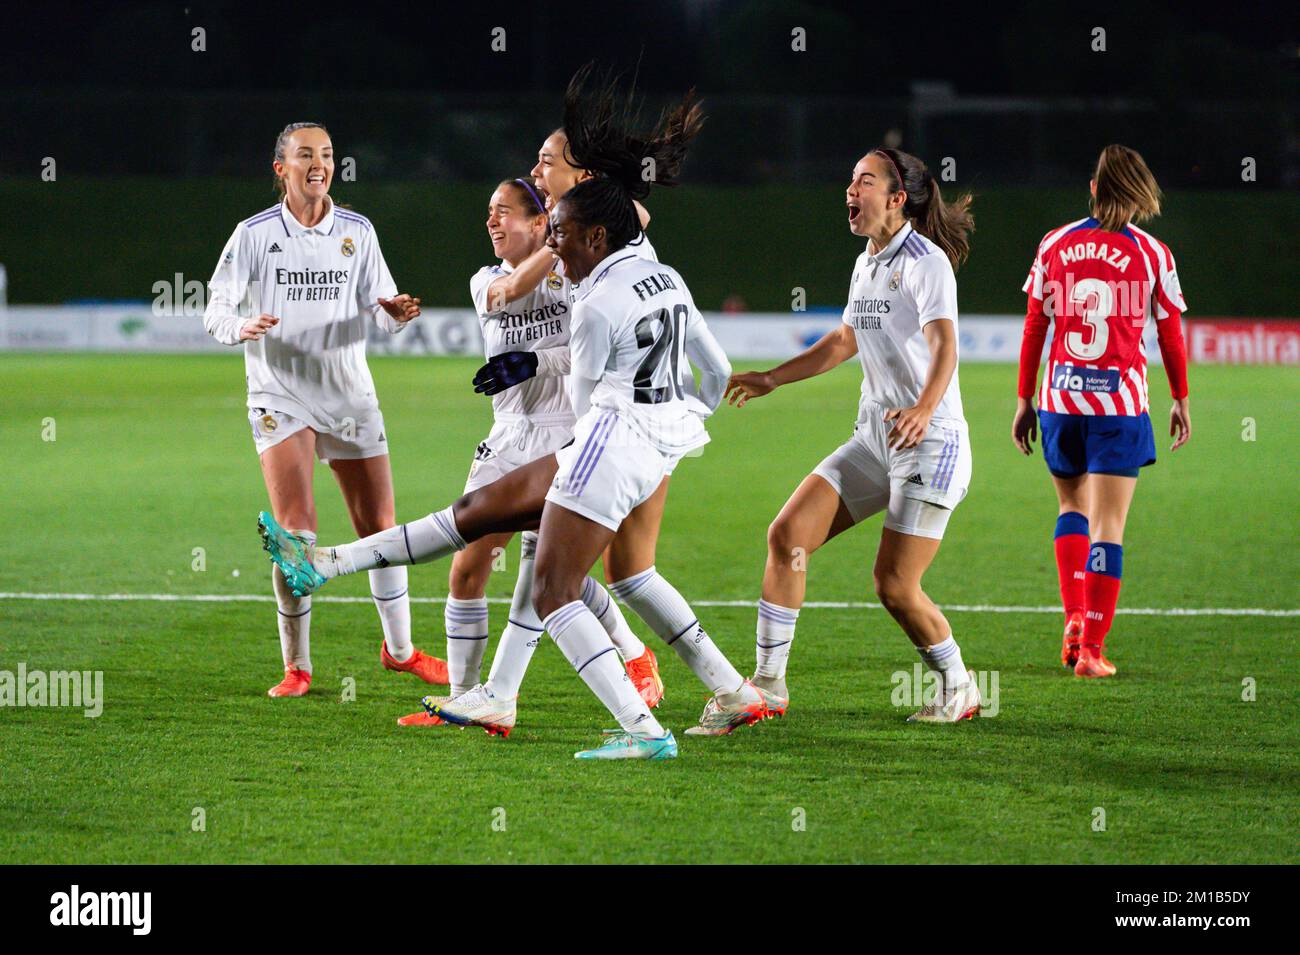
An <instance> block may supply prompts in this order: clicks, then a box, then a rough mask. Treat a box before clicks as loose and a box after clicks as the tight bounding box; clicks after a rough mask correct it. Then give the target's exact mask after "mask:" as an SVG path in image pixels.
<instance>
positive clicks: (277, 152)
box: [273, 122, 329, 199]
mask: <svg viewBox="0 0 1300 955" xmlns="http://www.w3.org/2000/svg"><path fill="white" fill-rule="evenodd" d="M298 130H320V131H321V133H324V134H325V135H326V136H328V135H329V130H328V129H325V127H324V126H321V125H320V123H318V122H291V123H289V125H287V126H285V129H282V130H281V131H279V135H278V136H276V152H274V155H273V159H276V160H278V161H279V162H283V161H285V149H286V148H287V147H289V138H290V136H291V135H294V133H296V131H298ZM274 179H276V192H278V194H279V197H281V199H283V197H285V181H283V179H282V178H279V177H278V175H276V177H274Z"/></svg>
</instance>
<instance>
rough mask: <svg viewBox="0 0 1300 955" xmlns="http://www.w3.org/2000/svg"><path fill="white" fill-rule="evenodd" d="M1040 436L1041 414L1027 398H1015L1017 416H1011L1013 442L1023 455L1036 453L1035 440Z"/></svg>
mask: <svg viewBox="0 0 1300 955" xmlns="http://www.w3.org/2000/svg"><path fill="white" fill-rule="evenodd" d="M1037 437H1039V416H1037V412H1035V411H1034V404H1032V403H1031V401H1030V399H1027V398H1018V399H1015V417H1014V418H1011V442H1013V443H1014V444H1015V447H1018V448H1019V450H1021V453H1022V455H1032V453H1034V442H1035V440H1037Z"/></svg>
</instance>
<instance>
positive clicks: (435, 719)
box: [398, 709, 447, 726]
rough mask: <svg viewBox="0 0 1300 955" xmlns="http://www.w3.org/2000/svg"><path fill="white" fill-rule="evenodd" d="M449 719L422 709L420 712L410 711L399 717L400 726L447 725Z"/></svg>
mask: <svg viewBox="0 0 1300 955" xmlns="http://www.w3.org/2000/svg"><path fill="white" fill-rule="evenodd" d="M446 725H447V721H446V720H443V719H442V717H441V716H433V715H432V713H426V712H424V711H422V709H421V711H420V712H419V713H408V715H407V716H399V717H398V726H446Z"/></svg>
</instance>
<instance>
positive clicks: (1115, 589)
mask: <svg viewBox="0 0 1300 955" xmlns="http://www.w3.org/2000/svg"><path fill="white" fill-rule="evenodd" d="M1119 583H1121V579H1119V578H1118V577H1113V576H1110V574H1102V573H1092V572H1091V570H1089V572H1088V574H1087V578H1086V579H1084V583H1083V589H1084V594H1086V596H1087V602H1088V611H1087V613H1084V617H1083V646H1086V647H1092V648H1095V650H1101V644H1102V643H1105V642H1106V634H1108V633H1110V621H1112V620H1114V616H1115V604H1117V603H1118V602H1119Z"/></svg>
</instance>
┄┄┄┄┄┄
== EXERCISE BRIEF ==
List each line in the rows above that contains the string "rough". Case counts.

== TASK SOLUTION ==
An <instance> block may supply prompts in this order: clicks, then a box, then a rough mask. Treat a box before clicks as loose and a box after clicks as the tight bounding box; clicks after a rough mask correct it. Then give the target's exact mask after "mask:" as an SVG path in image pixels.
rough mask: <svg viewBox="0 0 1300 955" xmlns="http://www.w3.org/2000/svg"><path fill="white" fill-rule="evenodd" d="M1040 436L1041 414L1027 398H1015L1017 416H1011L1013 442L1023 455L1036 453L1035 440Z"/></svg>
rough mask: <svg viewBox="0 0 1300 955" xmlns="http://www.w3.org/2000/svg"><path fill="white" fill-rule="evenodd" d="M449 719L422 709L420 712L410 711L399 717L400 726L447 725Z"/></svg>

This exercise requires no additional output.